Listed entries ->
================
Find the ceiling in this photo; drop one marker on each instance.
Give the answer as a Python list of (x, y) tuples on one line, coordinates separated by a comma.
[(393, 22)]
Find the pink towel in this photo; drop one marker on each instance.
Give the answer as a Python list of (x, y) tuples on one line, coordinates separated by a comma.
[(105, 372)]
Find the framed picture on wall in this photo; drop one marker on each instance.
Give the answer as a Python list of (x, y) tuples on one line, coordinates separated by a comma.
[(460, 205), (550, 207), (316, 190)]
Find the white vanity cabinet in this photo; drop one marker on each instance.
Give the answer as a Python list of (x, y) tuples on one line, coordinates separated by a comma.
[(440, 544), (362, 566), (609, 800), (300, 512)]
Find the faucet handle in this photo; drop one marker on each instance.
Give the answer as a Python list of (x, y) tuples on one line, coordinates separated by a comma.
================
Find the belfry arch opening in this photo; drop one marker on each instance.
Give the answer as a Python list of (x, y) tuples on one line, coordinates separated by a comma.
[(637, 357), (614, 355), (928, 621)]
================
Short task ->
Take the rows from the line containing "Find the belfry" down through the line containing "[(637, 357), (614, 355), (928, 621)]" and give them again, substituting "pin" for "marker" while leaving everything else unchanged.

Correct result ->
Find the belfry arch opening in this photo; drop one pin on each instance.
Give the answer as a Python list of (x, y) tuples on one line, coordinates separated by a comma.
[(637, 357), (614, 355), (928, 621)]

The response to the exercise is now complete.